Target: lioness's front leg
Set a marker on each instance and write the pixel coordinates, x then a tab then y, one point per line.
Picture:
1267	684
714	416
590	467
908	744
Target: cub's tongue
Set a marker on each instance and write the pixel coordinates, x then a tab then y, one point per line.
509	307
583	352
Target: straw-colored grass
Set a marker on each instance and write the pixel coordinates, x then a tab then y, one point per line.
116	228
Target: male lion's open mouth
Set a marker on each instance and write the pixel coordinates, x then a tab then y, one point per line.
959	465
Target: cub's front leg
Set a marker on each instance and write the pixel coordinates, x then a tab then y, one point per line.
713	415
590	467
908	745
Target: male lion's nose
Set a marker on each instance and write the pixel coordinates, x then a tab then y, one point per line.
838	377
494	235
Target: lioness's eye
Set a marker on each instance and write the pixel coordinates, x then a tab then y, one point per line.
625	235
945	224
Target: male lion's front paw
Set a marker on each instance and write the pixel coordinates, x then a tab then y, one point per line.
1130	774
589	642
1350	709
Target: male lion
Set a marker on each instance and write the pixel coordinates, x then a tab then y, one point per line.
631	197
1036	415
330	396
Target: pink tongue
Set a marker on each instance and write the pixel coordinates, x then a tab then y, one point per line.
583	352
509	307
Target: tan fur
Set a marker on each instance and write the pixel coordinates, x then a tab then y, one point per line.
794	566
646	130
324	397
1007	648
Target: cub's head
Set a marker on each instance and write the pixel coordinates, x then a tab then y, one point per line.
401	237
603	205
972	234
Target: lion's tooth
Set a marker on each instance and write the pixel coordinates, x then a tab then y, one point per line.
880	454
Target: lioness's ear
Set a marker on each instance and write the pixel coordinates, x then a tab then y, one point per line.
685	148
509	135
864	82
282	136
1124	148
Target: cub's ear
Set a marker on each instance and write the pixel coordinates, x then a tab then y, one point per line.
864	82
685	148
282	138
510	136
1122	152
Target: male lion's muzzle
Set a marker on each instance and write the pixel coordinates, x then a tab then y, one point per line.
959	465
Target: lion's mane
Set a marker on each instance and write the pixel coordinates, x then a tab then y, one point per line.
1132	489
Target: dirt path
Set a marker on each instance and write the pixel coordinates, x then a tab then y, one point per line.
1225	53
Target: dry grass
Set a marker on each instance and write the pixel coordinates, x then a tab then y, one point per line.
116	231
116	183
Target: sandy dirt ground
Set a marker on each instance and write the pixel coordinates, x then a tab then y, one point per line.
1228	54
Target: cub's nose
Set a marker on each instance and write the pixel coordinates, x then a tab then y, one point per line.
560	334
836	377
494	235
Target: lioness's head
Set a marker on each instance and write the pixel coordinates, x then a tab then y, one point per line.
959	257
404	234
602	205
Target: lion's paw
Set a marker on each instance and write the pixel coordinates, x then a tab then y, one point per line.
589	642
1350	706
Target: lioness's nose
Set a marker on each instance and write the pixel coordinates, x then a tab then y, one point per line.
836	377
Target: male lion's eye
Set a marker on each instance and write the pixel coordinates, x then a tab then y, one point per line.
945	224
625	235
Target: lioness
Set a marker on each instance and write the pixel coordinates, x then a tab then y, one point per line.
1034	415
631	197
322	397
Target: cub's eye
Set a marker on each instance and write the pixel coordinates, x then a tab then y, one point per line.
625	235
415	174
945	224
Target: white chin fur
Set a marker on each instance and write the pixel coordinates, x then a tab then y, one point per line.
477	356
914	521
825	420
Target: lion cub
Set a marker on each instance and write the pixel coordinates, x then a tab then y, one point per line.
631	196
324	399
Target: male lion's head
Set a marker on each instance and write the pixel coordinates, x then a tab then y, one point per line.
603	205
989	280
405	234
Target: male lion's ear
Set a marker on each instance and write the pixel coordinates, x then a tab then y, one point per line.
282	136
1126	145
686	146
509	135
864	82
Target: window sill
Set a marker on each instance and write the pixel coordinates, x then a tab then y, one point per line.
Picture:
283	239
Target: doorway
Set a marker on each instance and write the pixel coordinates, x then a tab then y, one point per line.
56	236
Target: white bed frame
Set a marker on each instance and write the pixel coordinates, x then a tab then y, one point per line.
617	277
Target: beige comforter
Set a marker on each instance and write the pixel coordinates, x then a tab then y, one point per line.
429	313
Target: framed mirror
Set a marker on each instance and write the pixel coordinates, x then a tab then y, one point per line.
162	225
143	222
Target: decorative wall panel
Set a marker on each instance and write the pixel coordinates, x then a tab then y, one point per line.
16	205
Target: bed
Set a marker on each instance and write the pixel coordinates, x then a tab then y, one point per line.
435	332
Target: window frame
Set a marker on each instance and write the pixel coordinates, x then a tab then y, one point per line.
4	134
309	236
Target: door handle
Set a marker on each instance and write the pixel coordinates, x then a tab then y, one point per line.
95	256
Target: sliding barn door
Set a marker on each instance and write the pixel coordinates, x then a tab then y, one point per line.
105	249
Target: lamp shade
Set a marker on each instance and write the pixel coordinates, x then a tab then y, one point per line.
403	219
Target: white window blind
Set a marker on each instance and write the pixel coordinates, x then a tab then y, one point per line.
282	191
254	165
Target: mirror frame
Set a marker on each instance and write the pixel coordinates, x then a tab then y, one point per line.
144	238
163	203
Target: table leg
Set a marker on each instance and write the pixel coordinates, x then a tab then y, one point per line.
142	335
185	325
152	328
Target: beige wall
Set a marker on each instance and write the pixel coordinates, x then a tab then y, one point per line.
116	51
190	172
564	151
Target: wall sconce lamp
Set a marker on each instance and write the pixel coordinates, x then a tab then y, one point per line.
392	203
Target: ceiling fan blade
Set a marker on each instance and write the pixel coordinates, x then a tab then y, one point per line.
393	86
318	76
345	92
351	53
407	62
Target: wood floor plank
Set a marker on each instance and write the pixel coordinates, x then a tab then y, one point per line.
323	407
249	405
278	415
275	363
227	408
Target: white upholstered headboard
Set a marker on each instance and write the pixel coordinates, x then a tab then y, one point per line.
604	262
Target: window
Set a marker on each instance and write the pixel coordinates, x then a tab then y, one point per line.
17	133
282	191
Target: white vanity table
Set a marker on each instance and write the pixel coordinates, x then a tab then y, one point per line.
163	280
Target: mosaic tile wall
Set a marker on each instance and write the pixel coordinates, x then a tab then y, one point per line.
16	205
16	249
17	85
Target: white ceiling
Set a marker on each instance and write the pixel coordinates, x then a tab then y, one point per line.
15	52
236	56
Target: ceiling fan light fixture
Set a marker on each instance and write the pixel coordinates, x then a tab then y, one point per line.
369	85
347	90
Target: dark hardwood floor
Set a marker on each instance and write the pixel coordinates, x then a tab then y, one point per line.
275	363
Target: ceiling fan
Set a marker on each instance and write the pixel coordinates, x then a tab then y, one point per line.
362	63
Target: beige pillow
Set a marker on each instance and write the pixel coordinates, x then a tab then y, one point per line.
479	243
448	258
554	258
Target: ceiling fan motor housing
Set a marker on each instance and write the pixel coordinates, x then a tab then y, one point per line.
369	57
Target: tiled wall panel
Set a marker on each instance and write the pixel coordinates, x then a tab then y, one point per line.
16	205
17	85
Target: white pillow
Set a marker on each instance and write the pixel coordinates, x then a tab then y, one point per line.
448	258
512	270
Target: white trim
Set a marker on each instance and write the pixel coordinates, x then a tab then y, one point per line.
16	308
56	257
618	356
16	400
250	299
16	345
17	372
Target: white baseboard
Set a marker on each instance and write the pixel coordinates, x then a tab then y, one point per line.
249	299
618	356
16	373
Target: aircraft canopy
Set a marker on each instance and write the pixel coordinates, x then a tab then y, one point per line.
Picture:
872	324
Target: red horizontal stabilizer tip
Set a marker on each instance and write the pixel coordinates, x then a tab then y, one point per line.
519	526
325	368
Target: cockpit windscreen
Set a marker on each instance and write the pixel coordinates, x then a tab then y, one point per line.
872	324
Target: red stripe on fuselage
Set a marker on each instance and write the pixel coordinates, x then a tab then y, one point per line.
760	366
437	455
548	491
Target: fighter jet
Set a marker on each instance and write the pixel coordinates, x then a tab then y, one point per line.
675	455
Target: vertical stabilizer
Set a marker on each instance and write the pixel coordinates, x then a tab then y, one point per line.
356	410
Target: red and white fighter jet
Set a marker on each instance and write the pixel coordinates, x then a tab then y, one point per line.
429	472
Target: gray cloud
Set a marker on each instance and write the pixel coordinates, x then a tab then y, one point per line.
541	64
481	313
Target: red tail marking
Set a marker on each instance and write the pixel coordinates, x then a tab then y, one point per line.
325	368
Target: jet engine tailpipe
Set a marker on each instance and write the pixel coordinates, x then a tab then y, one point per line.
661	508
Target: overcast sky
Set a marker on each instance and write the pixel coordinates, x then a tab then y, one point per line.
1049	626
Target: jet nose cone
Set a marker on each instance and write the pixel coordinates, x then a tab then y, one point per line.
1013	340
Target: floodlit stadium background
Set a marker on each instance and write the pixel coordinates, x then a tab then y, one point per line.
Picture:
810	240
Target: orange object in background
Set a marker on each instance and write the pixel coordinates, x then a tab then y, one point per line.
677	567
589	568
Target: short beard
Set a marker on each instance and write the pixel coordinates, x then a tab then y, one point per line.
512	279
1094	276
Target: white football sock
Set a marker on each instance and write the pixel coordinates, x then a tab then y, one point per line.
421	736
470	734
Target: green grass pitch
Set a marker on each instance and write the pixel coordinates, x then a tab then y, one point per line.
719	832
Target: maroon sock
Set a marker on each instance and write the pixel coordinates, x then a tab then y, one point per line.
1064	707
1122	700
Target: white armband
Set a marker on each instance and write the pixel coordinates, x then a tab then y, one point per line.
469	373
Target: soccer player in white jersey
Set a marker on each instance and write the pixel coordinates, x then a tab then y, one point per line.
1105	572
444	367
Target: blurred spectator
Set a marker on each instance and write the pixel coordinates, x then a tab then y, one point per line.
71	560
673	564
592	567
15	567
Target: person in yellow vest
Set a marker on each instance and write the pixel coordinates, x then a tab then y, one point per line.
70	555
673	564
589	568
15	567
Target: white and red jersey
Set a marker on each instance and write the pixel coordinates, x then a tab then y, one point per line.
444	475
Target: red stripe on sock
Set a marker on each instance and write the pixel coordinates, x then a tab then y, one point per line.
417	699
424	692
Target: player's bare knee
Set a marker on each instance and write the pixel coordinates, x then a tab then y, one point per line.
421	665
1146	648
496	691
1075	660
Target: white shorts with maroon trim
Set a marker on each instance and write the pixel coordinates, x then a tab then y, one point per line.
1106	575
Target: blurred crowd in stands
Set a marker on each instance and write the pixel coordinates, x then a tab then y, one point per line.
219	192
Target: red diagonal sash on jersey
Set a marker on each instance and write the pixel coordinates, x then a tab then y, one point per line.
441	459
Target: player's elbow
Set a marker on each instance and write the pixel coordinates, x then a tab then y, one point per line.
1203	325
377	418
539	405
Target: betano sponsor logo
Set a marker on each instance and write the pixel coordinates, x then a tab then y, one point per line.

* * * * * * *

■ REQUIREMENTS: Format everything from the line containing "Target: player's elbow" down to the end of the listing as a JSON list of strings, one string per line, leaving out blank lines.

■ RESULT OF THIS EXERCISE:
[
  "Target: player's elbow",
  "Set a marker on each instance and write the pixel coordinates, x then a tab then y, one point per line.",
  "1203\t325",
  "377\t418",
  "539\t405",
  "Target: betano sponsor logo",
  "Set a marker on each instance and write the pixel coordinates, x then a tab then y, one point per line."
]